* _REQUIRED WORK_
Return every line of the entries below word for word, leaving out the pictures.

(Source data)
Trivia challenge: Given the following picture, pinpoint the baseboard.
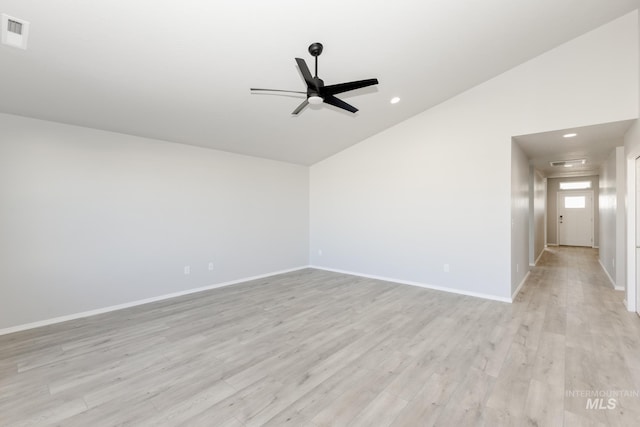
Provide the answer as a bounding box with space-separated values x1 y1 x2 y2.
0 265 309 335
510 271 531 302
309 265 512 303
598 258 624 291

* _RESPONSE TO THE EXERCISE_
Trivia challenge: Given the following picture, pinpoint the baseboard.
Provide the answer as a bounding box with space-separated values x1 y1 x2 y2.
0 265 309 335
510 271 531 302
309 265 512 303
598 258 624 291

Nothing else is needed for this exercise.